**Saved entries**
'''

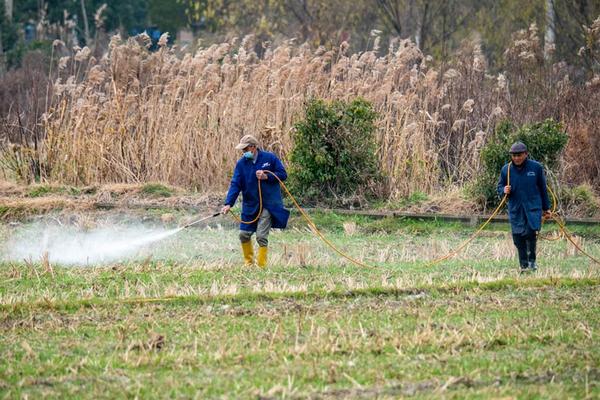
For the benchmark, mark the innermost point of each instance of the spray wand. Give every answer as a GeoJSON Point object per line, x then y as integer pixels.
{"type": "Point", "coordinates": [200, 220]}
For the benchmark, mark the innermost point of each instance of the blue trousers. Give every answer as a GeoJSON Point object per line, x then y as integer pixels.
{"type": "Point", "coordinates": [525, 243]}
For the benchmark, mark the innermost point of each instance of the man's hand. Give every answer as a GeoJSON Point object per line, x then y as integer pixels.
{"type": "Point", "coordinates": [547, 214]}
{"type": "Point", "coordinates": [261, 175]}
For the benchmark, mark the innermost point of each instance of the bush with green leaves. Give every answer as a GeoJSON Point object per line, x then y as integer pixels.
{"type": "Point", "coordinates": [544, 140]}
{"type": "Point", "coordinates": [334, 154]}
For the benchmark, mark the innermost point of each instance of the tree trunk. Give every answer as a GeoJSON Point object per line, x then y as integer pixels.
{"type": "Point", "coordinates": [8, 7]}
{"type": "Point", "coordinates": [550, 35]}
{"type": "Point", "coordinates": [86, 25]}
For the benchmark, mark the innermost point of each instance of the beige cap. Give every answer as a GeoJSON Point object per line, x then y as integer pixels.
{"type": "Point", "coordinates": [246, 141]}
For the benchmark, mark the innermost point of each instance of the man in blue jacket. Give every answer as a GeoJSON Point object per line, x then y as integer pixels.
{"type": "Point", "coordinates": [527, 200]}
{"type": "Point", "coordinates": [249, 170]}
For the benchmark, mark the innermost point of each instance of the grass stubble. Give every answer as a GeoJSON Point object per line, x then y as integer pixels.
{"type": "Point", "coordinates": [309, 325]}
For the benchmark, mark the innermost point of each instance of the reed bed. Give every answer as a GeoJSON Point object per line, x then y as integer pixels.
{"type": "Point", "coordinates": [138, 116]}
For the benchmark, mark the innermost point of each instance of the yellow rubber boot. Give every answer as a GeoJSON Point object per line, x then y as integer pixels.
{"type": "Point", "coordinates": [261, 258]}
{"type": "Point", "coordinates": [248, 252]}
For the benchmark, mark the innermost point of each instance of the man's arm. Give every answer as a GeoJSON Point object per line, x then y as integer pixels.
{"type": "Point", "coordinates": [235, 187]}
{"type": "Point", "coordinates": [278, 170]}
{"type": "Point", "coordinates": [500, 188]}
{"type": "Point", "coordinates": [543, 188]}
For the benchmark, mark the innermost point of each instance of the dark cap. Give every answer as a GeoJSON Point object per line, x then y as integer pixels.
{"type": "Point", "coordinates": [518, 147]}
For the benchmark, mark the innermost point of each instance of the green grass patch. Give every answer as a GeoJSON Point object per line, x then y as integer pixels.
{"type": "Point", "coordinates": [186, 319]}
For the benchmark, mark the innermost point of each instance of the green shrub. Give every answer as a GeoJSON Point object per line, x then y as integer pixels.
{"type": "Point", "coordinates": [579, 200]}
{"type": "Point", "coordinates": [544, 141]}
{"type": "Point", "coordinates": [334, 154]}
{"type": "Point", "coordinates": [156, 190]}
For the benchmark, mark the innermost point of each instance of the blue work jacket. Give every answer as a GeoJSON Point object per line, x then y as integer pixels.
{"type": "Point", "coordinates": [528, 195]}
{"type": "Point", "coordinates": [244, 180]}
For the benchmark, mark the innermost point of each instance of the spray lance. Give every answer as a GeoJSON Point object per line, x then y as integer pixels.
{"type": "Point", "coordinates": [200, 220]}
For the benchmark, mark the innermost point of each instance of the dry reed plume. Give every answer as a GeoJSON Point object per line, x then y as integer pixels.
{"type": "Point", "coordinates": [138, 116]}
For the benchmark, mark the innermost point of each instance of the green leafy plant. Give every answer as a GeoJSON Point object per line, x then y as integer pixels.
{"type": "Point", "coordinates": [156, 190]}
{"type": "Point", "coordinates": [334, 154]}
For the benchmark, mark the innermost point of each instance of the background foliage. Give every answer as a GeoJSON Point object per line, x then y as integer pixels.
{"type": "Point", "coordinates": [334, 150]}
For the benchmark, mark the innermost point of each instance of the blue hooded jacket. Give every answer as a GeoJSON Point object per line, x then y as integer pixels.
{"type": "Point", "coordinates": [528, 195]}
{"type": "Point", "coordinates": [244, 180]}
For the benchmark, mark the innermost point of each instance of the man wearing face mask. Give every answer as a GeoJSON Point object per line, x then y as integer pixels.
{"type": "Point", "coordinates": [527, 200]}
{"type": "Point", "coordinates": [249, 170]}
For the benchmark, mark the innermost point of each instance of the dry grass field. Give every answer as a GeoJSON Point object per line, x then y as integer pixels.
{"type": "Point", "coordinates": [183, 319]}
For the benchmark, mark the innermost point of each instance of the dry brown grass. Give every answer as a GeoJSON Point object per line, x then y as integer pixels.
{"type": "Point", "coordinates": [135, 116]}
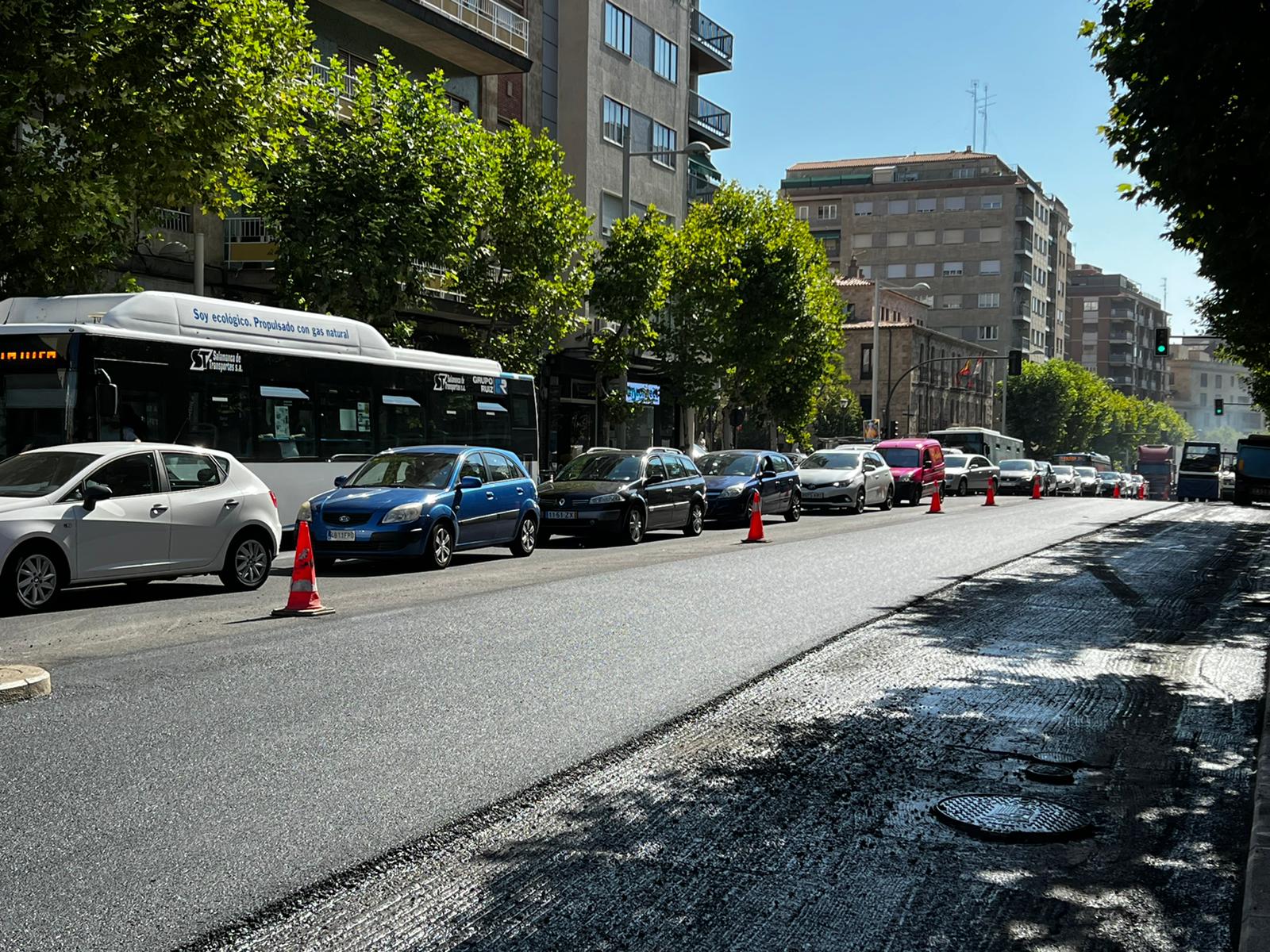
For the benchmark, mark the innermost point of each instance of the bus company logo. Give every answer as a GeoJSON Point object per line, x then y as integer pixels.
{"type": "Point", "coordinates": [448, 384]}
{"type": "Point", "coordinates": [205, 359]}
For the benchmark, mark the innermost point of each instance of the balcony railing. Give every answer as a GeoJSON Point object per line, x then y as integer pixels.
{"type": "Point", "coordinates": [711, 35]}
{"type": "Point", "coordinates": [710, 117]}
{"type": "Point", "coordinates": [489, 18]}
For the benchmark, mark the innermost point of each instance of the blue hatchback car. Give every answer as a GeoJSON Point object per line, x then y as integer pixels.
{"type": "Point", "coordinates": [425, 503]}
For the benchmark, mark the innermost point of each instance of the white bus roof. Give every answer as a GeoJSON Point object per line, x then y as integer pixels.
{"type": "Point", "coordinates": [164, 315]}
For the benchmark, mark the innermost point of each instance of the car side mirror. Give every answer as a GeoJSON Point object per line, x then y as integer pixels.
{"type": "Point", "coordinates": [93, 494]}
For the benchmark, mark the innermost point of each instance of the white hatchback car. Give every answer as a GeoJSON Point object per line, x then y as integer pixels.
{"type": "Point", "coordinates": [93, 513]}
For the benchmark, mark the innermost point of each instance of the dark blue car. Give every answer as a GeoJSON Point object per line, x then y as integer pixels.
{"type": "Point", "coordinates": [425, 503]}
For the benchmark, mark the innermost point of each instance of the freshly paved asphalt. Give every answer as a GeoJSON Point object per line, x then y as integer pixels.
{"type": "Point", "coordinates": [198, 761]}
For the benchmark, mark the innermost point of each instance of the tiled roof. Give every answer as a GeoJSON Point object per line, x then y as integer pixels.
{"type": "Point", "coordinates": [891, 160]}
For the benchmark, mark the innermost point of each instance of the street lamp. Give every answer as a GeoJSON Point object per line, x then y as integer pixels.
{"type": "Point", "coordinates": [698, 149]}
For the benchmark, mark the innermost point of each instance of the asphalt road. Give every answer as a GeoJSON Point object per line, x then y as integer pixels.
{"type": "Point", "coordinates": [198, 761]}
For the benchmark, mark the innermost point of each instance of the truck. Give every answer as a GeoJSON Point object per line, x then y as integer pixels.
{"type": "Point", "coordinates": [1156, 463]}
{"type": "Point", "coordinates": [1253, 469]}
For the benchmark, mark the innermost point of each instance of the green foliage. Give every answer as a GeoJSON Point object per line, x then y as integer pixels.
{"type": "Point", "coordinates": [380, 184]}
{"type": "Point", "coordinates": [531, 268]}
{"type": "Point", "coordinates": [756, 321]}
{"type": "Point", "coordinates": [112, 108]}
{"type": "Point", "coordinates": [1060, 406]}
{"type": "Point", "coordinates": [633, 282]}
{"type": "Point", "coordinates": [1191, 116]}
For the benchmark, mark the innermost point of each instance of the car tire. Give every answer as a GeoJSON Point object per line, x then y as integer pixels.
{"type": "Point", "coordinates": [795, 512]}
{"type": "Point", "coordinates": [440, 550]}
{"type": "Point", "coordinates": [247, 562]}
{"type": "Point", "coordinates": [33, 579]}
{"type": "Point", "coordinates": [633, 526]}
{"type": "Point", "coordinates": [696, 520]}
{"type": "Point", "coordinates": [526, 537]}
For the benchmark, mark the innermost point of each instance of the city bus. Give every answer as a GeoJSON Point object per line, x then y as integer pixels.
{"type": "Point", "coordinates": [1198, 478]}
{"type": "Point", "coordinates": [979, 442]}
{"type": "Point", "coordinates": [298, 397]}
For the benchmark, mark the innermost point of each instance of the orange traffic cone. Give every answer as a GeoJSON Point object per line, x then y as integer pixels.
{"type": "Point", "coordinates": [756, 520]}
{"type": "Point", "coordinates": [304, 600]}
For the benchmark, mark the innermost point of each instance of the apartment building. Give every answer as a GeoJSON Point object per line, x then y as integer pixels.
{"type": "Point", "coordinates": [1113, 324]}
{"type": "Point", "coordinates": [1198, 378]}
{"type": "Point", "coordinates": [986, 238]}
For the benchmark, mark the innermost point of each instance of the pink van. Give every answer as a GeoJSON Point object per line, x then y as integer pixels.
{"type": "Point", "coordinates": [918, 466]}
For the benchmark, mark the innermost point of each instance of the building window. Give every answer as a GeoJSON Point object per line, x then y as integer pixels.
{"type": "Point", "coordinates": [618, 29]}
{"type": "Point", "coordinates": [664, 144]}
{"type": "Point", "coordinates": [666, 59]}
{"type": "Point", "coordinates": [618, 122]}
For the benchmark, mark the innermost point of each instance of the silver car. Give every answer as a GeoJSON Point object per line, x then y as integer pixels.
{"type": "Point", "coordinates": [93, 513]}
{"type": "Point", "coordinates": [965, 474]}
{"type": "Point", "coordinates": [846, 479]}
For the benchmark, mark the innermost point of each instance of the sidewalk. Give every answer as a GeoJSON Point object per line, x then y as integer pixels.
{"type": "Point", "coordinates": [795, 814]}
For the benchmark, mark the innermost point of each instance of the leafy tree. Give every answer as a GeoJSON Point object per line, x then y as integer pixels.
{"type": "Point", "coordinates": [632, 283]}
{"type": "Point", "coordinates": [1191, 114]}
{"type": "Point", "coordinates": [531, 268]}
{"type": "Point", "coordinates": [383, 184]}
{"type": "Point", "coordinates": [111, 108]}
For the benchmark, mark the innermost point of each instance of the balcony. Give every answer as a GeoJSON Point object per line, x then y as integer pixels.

'''

**DESCRIPTION OF THE TASK**
Give back, unchanged, every line from the one with "of the apartment" to the end of the entries above.

**COMPLETED EXERCISE**
For the benchmark, mark the innermost point of each instance of the apartment building. Give every answer as a GeoJSON Point object per line, x then y as integer pixels.
{"type": "Point", "coordinates": [1113, 324]}
{"type": "Point", "coordinates": [1198, 378]}
{"type": "Point", "coordinates": [986, 238]}
For the benchmark, mark the innermost point of each instance of the pink van. Give every answer as a GeoJSON Point object per line, x then y as integer pixels.
{"type": "Point", "coordinates": [918, 466]}
For the benchmark, mark the innermost point of each instance of the building window. Give every answer as a GeoJSON Point object per line, x then y as integer pixels.
{"type": "Point", "coordinates": [618, 29]}
{"type": "Point", "coordinates": [664, 144]}
{"type": "Point", "coordinates": [666, 59]}
{"type": "Point", "coordinates": [618, 122]}
For the benchmark, mark the innermost point of each instance of the silver car. Give every answer as a GeoJSON Point object per line, x then y as integer pixels.
{"type": "Point", "coordinates": [93, 513]}
{"type": "Point", "coordinates": [965, 474]}
{"type": "Point", "coordinates": [846, 479]}
For the benchmark, mark the innermost point of each instance of the sidewalk. Give every answer as a GeoJSON Point object per line, x then y as integer pixels.
{"type": "Point", "coordinates": [795, 814]}
For the benchmark, mark the innermost point of each instance of the leafy tree. Give every answer as a GeoJSON Point object per line, x then y as integer pixels.
{"type": "Point", "coordinates": [632, 283]}
{"type": "Point", "coordinates": [1191, 114]}
{"type": "Point", "coordinates": [531, 268]}
{"type": "Point", "coordinates": [383, 184]}
{"type": "Point", "coordinates": [111, 108]}
For the benchmark, mark the innermost point of each instance of the balcony. Give every answer as a GeoJSON Point object per line, x then y as integer pixels.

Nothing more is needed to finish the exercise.